→ Problem requirements: Please give again, exactly and in full, each line from the one holding "Expected: for each instance of the dry" to the end of the listing.

══════════

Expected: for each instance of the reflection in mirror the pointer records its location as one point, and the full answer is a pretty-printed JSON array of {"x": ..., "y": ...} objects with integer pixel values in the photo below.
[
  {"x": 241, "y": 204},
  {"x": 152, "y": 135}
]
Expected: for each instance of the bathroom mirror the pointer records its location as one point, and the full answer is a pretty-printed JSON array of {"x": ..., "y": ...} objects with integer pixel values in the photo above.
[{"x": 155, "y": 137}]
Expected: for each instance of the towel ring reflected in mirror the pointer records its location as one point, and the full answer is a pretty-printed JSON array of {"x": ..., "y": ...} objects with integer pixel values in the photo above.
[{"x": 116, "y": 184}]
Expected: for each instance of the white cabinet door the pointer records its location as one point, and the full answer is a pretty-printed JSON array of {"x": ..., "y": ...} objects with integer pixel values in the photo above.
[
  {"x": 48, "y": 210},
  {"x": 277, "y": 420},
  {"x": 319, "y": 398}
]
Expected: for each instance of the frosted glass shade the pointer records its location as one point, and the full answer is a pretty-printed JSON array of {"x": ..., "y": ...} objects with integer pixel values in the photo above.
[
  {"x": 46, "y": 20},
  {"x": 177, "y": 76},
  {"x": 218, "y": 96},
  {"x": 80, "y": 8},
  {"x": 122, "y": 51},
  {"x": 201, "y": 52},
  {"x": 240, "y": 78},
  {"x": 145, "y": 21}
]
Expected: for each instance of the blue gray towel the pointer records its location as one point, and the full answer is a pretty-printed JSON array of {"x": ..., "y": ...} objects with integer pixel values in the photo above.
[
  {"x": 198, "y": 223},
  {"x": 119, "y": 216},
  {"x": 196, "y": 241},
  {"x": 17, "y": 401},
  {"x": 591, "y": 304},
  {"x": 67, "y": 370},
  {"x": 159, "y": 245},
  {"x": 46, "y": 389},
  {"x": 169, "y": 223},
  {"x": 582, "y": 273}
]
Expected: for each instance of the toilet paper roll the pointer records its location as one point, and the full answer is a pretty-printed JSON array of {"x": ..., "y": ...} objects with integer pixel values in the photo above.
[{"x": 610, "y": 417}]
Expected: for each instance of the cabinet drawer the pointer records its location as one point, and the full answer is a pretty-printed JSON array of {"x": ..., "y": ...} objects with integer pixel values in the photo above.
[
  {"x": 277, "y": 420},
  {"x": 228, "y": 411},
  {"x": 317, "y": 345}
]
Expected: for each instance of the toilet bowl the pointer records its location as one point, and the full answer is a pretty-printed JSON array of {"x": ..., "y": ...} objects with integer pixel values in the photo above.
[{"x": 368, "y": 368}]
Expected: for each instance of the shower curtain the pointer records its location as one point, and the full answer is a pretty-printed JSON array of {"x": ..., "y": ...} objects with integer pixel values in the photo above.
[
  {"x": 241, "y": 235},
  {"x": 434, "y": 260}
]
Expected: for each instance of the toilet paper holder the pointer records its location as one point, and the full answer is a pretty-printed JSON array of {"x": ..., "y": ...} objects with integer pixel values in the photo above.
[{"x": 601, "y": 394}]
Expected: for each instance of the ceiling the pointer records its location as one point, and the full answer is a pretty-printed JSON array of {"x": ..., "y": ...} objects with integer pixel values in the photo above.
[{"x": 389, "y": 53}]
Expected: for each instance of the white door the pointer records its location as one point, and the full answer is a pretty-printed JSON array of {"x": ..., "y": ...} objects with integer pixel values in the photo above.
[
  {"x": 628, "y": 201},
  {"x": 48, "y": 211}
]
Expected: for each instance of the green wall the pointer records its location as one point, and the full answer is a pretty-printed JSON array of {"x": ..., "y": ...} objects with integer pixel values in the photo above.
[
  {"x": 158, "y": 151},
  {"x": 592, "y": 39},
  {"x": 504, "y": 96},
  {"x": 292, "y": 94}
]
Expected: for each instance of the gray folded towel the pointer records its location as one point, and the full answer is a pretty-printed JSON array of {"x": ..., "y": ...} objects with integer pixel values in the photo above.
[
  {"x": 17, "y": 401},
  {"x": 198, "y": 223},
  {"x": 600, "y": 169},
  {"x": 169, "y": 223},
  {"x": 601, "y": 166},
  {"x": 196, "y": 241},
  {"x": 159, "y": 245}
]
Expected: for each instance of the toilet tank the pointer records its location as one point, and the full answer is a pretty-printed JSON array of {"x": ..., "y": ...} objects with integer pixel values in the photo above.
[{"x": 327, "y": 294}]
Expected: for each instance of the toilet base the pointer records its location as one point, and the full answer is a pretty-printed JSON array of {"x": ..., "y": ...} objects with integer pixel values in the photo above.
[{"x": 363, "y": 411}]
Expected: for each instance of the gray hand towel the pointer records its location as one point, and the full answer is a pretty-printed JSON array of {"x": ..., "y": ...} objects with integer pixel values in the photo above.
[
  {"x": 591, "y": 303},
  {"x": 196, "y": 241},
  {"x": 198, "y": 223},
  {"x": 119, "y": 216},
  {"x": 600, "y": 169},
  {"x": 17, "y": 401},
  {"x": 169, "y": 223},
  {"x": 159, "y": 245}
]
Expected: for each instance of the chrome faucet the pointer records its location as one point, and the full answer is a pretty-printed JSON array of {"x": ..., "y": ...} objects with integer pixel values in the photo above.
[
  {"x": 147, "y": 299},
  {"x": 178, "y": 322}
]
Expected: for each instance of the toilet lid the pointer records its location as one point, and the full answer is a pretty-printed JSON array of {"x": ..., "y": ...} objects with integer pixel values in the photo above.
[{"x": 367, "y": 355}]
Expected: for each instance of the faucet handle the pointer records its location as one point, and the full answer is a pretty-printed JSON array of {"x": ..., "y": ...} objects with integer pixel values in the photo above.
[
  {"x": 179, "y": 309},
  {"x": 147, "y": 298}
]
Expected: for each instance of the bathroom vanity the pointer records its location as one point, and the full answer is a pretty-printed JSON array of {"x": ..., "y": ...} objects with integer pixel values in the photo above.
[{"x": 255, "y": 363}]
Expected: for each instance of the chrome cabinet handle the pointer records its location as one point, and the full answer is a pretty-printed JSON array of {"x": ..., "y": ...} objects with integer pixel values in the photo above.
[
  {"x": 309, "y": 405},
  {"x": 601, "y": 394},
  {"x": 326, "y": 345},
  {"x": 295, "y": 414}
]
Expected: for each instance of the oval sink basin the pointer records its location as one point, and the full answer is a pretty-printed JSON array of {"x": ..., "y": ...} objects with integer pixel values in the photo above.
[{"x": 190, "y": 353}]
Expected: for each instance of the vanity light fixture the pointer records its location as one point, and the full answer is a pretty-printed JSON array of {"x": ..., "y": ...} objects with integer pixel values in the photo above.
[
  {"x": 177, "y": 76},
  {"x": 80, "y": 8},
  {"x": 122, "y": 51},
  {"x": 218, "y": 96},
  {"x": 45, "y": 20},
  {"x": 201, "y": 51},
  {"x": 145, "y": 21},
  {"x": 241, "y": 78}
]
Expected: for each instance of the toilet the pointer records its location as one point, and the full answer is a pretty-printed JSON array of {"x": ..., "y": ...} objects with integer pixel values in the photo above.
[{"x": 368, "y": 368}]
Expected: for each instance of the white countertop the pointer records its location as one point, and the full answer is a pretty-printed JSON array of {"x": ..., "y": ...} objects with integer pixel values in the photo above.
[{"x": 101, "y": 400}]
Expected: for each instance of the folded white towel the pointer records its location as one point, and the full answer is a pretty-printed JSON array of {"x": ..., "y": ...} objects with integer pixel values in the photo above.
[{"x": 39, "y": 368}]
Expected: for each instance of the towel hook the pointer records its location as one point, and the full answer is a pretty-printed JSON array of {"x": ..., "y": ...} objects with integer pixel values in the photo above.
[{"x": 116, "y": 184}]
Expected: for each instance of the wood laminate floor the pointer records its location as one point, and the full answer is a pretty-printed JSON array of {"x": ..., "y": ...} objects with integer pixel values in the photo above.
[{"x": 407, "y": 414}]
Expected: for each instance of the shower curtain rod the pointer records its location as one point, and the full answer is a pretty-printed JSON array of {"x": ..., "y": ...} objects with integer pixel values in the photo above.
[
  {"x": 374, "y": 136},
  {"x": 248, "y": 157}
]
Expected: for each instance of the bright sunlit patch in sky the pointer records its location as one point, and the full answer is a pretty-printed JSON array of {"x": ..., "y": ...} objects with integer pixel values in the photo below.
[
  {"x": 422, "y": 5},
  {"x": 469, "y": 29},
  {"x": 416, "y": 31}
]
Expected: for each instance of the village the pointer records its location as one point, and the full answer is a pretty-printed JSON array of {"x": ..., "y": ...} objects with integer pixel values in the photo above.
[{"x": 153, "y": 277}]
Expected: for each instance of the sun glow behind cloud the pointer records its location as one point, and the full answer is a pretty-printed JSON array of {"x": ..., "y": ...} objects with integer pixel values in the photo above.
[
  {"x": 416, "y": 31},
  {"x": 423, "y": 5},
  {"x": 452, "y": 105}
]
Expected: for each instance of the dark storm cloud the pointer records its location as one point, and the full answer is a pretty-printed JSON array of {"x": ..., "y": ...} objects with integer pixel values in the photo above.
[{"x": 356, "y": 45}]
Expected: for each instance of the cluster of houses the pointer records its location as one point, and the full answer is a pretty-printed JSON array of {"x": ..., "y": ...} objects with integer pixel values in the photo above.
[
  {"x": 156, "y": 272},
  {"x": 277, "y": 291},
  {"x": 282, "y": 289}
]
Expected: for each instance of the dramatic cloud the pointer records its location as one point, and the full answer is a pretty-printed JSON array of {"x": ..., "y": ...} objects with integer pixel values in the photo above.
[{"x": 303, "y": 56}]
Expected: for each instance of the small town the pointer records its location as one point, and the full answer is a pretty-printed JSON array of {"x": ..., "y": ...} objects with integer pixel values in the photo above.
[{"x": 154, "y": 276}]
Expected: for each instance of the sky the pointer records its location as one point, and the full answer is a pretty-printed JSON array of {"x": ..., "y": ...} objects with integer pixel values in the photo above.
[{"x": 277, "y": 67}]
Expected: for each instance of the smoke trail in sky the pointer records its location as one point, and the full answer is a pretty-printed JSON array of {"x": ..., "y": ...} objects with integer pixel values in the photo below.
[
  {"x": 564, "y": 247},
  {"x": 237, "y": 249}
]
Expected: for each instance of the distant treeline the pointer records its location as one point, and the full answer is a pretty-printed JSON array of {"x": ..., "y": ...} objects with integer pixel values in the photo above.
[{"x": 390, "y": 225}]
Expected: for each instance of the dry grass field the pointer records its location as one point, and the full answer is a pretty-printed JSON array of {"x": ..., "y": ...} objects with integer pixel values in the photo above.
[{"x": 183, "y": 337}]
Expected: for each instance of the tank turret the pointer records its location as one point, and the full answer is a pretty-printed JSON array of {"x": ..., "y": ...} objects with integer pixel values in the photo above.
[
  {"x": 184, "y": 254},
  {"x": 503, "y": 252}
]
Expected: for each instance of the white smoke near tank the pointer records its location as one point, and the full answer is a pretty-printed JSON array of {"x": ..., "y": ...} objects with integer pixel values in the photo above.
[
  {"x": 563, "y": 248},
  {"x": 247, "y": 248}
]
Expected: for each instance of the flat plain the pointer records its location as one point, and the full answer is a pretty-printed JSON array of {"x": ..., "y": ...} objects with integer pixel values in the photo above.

══════════

→ Final answer:
Expected: for each instance of the dry grass field the pointer records its location as one point, and the full answer is a pretty-printed JSON array of {"x": ..., "y": ...} objects with integer pixel values in the photo above.
[{"x": 183, "y": 337}]
Expected: for each instance of the tank turret the pointer records its location as one point, and the full answer is a pretty-printed JSON array of {"x": ..., "y": ...} objects with integer pixel values in the photo above.
[
  {"x": 184, "y": 254},
  {"x": 503, "y": 252}
]
Expected: for each instance of the white smoke near tank the pointer records its location as one point, and the full answer is a pretty-printed JSON array of {"x": ..., "y": ...} objects with integer pixel values in the photo above.
[
  {"x": 563, "y": 248},
  {"x": 247, "y": 248}
]
Expected: for each instance of the flat plain the pointer records its location as one point, and the full answer is a pretty-printed JSON array of {"x": ..., "y": ...} objects with integer pixel values in the photo above.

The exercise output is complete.